_WORK TO BE COMPLETED:_
Leaving out every picture, quote the data below exactly as it appears.

_THE INPUT:_
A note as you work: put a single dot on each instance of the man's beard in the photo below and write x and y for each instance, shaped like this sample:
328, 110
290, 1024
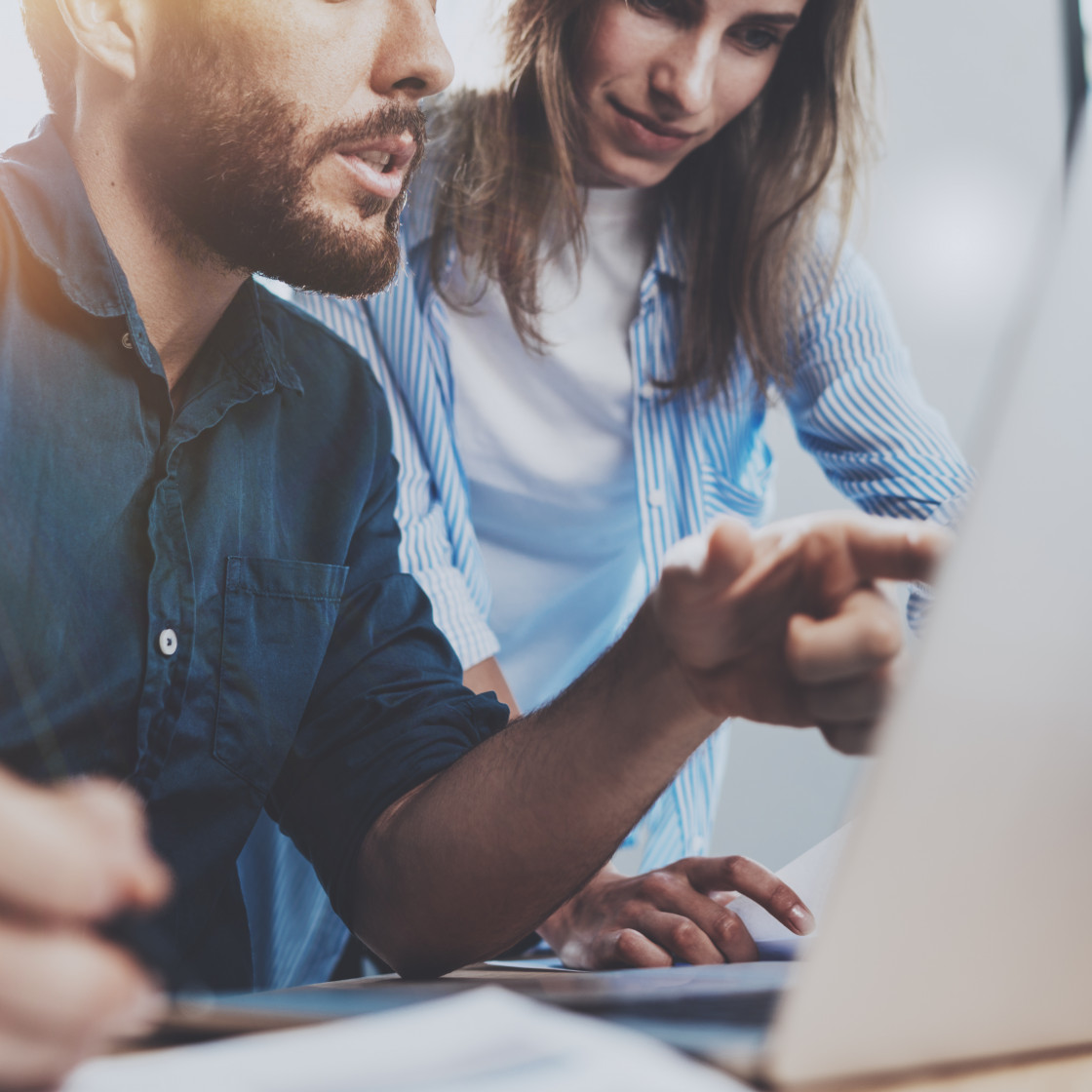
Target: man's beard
227, 170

_WRITTEN RESPONSE:_
A note as you work: put a single dot on each instance of the man's beard in the photo below and write x and y for each instance, shaped like this sample:
328, 110
290, 1024
Target: man's beard
227, 170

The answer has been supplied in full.